··· Исходный текст ···

В анализах, предпринятых в трудах “Структура поведения” (1942) и “Феноменология восприятия” (1945), Мерло-Понти исходит из гуссерлевского учения о жизненном мире, которое в свою очередь истолковывается в экзистенциальном плане. Позиция Мерло-Понти с самого начала складывалась как отход от “точки зрения сознания” и движение к онтологии, раскрывающейся через описание существующего. В этой связи центральное понятие феноменологии – феномен, – давшее название этому течению, также получает экзистенциальную трактовку. У Гуссерля феномен – это некая единица изначального опыта, в котором осуществляется самообнаружение бытия в сознании. Пользуясь феноменологическим методом редукции и углубляя –“редуцируя” последнюю, Мерло-Понти, вслед за основоположником феноменологии, стремится найти самый что ни на есть естественный и в то же время целостный исходный элемент контакта человека с миром; он намеревается отыскать феномены “по ту сторону от мира объектов”, как “первичное открытие мира”: цель философии есть повествование о начале, ей надлежит формулировать “опыт мира”, контакт с миром, который предшествует любой мысли о мире.

··· Необработанный материал ···

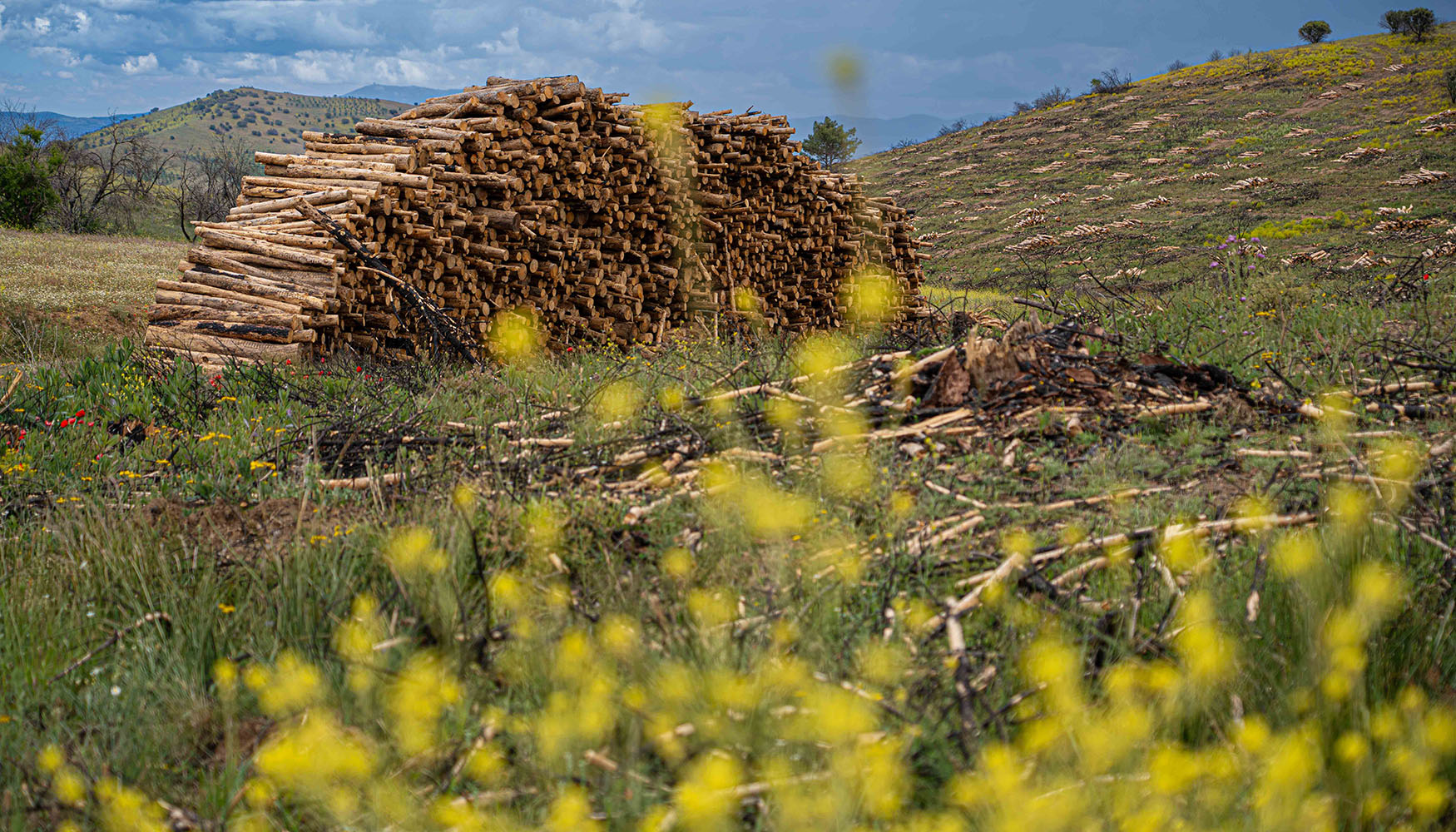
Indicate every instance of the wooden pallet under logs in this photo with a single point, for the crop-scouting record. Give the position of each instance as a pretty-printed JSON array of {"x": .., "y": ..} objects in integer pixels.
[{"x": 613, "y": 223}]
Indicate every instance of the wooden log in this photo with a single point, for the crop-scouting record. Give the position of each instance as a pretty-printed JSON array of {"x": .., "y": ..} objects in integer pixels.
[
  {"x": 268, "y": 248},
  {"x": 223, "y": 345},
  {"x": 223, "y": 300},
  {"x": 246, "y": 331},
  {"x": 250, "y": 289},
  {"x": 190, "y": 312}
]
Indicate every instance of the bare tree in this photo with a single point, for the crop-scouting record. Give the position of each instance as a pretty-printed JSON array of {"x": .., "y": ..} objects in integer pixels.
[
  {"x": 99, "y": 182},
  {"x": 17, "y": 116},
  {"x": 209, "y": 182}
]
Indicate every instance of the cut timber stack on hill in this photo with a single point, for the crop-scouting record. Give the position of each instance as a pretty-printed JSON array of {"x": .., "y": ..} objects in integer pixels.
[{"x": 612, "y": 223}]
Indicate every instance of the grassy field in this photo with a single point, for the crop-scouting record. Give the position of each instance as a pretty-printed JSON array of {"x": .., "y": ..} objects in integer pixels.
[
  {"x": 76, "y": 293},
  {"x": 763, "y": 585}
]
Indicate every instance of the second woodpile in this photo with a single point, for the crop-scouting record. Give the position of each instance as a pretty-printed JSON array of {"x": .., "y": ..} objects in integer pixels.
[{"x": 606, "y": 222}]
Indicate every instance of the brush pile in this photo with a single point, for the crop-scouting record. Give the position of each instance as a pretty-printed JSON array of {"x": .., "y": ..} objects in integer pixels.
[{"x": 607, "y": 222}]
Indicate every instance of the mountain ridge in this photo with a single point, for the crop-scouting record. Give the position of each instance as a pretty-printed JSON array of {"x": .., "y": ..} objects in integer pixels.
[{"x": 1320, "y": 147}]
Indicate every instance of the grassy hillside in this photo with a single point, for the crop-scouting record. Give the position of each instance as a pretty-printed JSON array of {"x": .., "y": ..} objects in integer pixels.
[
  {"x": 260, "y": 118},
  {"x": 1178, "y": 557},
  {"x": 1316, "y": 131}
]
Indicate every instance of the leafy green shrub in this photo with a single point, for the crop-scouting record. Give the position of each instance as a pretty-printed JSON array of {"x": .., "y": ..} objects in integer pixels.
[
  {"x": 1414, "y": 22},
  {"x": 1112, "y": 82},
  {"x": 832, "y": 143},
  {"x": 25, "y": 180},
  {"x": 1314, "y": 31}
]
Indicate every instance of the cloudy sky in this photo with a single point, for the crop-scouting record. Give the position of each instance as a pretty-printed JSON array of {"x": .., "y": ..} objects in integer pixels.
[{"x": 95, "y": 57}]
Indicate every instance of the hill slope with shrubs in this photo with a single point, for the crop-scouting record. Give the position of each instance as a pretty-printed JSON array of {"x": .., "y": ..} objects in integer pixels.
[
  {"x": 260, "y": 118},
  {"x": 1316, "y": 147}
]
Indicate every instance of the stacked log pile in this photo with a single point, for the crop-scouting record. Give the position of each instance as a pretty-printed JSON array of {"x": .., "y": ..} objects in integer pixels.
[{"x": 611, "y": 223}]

···
··· Необработанный материал ···

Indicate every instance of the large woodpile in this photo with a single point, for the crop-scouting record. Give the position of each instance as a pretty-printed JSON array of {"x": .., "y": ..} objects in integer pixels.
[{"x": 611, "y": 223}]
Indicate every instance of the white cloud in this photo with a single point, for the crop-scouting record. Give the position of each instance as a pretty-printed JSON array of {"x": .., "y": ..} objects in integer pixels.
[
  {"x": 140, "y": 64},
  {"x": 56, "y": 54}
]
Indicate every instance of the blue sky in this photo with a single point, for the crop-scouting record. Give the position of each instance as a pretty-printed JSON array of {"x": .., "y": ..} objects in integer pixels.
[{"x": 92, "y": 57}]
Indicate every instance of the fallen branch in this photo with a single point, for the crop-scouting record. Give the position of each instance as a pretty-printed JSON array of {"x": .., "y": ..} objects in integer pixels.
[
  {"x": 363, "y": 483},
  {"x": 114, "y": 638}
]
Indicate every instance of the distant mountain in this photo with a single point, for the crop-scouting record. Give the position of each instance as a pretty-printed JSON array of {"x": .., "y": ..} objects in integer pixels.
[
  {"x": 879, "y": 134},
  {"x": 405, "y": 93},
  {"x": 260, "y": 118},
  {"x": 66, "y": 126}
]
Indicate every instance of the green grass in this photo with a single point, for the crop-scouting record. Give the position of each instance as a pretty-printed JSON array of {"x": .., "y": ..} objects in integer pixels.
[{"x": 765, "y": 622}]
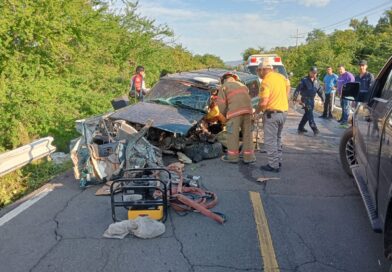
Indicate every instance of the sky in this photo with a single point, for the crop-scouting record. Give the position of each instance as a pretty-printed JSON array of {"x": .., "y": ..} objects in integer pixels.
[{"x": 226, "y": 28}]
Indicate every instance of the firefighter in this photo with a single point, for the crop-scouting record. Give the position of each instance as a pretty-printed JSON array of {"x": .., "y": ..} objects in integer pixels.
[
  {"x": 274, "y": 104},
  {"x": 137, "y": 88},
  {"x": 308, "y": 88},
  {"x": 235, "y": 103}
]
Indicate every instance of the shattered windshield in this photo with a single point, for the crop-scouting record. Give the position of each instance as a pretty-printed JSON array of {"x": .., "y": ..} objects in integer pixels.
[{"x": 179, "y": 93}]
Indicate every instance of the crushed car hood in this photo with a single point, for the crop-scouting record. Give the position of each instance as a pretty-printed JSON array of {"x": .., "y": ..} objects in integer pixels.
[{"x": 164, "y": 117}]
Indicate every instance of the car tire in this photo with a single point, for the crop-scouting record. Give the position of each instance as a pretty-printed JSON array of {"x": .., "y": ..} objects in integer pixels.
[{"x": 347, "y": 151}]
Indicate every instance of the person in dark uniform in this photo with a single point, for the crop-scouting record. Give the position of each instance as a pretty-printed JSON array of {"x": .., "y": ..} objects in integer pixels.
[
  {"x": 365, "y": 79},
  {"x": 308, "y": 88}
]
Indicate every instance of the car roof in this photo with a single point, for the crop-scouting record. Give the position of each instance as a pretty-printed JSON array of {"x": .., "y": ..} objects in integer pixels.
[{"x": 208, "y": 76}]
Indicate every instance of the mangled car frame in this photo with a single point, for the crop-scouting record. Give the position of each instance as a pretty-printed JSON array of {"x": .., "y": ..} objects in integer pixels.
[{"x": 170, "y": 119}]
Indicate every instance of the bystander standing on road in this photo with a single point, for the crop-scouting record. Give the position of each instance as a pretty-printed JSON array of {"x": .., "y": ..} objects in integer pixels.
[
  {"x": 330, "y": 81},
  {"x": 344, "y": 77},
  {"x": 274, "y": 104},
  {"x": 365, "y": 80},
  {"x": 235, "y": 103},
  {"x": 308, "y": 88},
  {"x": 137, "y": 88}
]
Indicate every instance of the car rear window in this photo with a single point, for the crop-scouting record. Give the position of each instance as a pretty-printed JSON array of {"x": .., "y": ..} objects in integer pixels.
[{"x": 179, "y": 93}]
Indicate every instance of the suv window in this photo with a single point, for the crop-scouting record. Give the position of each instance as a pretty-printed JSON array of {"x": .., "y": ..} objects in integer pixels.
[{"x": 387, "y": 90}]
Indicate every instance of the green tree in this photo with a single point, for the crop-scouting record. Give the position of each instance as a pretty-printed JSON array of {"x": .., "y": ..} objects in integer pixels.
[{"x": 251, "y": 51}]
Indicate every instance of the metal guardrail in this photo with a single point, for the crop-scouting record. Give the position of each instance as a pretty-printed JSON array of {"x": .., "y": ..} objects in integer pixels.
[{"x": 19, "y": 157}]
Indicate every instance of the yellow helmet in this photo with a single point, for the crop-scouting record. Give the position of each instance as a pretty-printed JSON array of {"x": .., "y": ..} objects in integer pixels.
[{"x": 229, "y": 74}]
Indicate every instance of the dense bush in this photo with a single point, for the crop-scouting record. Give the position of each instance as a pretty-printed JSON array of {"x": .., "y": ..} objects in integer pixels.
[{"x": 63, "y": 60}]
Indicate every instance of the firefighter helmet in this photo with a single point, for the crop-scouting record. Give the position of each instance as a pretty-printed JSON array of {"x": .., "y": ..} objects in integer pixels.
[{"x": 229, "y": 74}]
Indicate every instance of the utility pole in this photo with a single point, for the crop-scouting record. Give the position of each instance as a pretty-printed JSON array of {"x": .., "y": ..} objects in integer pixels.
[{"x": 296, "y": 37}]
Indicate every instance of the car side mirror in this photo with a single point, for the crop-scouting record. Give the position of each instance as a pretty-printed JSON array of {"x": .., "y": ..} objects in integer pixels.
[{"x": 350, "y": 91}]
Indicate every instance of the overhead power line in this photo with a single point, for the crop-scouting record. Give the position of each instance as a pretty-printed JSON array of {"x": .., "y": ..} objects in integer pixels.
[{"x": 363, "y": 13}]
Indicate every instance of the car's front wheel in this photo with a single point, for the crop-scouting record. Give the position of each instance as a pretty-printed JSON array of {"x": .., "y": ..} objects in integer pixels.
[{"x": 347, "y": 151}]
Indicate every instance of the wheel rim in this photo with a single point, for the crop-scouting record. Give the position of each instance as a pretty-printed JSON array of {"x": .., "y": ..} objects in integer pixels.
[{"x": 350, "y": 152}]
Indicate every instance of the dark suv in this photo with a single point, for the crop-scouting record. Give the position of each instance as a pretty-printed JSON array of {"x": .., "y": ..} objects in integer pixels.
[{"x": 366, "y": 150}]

···

[Над чем работать]
**1)** Какие слова и выражения в тексте о Мерло-Понти заключены в кавычки, если не считать названий трудов? Перечислите их все.
**2)** Продолжите текст о феноменологии Мерло-Понти с того места, где он заканчивается.

[Ответы по заданиям]
**1)**
1. “точки зрения сознания”
2. “редуцируя”
3. “по ту сторону от мира объектов”
4. “первичное открытие мира”
5. “опыт мира”

**2)**
Понятие восприятия, как оно сформулировано в первых работах Мерло-Понти, и есть искомый феномен, в котором осуществляется жизненная связь человека с миром. При этом философ настойчиво предупреждает, что его понятие восприятия ни в коей мере не есть психологическая категория, используемая, с одной стороны, для обозначения противостояния мира объектов человеческой субъективности, а с другой – для выражения субъективности как результата воздействия на человека внешних причин. Мерло-Понти, понимая редукцию как выдвижение на первый план смысловой связи сознания и мира, а интенцию в ее всеобщем значении – как “формулу единого поведения перед лицом Другого, Природы, времени, смерти, словом, как некий способ оформления мира”[101], подчеркивает: с помощью редукции как принципа феноменологической философии мыслитель не соотносит себя с миром, внешним “я”, а пытается понять “я” как “чистый источник любых значений”.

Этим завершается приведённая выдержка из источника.